=== Text section ===
————
The Homeland Security Department, which runs the nation’s disaster-response system, “by and large has not been serious about the medical issues,” said Jerome Hauer, former head of the federal Office of Public Health Preparedness. “They don’t get the notion that during a disaster one of the fundamental needs is taking care of the large number of patients.”
One example is Homeland Security’s failure to complete a prototype of a 250-bed field hospital.
The Bush administration is preparing to unveil a flu pandemic plan, but 4 1/2 years after 9/11 and anthrax attacks prompted warnings of bioterrorism and eight months after Hurricane Katrina wiped out New Orleans hospitals, the government still has not set standards for what mobile hospitals should stock or how they should operate.
Jake Jacoby, head of a San Diego medical response team, said Homeland Security is too focused on “ice and duct tape.”
Although $20 million was set aside for the project in fiscal 2005 under the Federal Emergency Management Agency (FEMA), which is part of Homeland Security, Congress cut off funding in fiscal 2006 before it was done. The program foundered despite “broad consensus that (mobile hospitals) are needed for our federal medical response,” said Jeffrey Lowell, who served as chief medical adviser to former Homeland Security secretary Tom Ridge. To develop a prototype and standards, “we’re talking chump change in terms of federal dollars.”
————
=== Assigned task ===
Continue the passage about federal disaster planning for mobile field hospitals, starting right after its final sentence.

(Natural-language object grounding data)
————
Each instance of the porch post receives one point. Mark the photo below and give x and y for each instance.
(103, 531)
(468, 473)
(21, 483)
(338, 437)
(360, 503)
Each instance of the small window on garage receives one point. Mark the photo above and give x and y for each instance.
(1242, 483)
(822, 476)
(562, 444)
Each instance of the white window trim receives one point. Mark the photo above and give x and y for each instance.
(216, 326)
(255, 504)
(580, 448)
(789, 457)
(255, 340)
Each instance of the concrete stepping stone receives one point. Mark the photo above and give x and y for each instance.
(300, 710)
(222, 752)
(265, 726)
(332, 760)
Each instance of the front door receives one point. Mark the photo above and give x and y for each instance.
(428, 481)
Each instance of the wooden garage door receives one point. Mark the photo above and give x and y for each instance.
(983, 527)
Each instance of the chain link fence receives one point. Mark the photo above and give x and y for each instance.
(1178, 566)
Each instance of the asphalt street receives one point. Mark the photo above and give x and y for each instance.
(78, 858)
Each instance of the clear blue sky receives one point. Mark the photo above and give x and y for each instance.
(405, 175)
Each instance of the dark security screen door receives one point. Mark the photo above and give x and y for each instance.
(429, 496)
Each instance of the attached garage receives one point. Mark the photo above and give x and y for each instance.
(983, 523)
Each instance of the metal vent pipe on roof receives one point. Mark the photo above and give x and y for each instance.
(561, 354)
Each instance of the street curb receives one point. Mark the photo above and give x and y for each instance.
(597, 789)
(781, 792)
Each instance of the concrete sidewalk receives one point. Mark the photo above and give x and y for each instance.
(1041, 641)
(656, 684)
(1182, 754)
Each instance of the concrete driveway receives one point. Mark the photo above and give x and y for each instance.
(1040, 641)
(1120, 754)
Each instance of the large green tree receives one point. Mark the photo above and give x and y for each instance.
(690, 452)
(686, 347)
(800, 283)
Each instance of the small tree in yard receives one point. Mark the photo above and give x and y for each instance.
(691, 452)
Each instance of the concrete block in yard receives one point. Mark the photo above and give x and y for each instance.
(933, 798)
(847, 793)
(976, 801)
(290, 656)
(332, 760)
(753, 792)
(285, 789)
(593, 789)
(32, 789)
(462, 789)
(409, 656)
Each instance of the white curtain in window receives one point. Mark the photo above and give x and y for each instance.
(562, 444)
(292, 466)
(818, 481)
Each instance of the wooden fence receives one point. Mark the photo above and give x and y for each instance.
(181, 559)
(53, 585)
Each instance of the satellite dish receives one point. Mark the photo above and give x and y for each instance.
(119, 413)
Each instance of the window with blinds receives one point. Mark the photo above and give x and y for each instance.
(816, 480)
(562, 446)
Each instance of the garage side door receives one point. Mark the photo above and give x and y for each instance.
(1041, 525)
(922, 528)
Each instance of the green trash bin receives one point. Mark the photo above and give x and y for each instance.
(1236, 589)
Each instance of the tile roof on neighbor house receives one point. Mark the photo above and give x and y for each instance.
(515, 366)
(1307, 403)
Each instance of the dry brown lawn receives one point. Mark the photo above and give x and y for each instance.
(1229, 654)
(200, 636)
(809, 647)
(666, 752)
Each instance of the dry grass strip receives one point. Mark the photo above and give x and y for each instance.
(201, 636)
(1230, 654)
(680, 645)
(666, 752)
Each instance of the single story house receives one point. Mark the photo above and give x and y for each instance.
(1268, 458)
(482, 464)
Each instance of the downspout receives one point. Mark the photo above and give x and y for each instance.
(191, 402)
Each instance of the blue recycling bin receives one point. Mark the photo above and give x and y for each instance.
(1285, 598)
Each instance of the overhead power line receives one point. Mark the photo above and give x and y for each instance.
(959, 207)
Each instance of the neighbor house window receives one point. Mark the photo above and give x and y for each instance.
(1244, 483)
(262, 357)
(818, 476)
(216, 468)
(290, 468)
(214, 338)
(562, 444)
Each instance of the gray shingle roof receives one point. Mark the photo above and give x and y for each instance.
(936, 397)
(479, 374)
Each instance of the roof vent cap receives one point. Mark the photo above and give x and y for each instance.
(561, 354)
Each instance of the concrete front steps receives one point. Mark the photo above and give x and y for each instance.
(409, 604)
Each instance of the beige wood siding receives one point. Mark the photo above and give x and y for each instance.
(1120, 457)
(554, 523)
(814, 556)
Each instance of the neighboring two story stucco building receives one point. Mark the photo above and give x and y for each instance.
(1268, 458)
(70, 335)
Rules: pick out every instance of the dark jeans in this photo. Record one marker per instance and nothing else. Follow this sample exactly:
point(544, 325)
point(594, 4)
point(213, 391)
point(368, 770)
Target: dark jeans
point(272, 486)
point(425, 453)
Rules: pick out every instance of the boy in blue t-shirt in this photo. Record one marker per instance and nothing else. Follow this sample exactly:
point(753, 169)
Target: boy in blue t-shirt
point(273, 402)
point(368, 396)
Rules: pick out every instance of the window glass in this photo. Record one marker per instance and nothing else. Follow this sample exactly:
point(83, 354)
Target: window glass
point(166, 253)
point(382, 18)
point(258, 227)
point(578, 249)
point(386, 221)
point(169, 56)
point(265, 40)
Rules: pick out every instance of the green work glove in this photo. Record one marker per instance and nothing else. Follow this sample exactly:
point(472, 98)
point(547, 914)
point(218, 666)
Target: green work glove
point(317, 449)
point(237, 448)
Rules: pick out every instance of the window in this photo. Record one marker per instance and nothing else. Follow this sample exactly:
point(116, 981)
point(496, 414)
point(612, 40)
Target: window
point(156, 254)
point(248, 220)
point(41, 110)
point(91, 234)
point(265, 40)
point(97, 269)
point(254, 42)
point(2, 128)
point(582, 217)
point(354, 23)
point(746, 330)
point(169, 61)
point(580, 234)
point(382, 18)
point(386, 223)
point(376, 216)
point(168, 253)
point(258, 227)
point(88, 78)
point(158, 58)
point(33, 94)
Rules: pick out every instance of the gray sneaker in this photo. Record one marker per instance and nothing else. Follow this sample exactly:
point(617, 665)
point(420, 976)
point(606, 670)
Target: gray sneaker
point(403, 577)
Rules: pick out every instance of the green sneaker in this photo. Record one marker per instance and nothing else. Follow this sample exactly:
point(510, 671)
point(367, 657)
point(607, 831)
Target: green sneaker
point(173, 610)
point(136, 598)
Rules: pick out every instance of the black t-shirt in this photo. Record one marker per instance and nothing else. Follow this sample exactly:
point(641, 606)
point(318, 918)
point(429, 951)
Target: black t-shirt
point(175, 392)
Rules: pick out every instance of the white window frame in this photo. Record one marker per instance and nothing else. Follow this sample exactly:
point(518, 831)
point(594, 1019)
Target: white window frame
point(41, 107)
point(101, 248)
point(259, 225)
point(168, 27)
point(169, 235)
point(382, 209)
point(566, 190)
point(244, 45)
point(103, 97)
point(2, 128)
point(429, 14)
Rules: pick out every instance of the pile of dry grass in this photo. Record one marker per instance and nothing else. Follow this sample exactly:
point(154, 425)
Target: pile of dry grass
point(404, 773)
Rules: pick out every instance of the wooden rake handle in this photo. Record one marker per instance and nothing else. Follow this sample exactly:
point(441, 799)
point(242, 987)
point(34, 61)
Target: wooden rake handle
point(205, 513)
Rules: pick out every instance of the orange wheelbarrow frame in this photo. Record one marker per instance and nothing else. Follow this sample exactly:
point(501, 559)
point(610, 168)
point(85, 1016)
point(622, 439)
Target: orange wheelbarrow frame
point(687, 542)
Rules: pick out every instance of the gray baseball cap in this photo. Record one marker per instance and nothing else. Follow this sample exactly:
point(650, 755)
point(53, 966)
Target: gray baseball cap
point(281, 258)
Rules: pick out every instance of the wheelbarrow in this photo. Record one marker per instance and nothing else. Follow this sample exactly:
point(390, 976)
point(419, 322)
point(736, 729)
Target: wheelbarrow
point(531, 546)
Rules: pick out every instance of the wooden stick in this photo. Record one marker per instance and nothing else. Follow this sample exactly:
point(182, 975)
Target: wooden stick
————
=== Task answer ===
Bennet Waters of Homeland Security’s medical office said the department “recognizes the need for these capabilities” and will request more money from Congress to complete the prototype and standards.
Unlike mobile hospitals set up by the Defense Department, which are mostly geared toward treating troops with combat wounds, a disaster-response hospital would be equipped to treat babies, the elderly and everyone in between. Lew Stringer, the doctor developing the prototype at FEMA, told a conference last year that the hospitals would be set up for surgery as well as diagnostic tests and treatments.
Some lawmakers say the stalled program should continue. “There is a need for capabilities like mobile field hospitals, especially during deliberate, accidental or natural disasters,” said Laura Caudell, spokeswoman for Sen. Richard Burr, R-N.C., head of a subcommittee on health preparedness.
Such hospitals could have been used when New Orleans flooded and thousands needed treatment.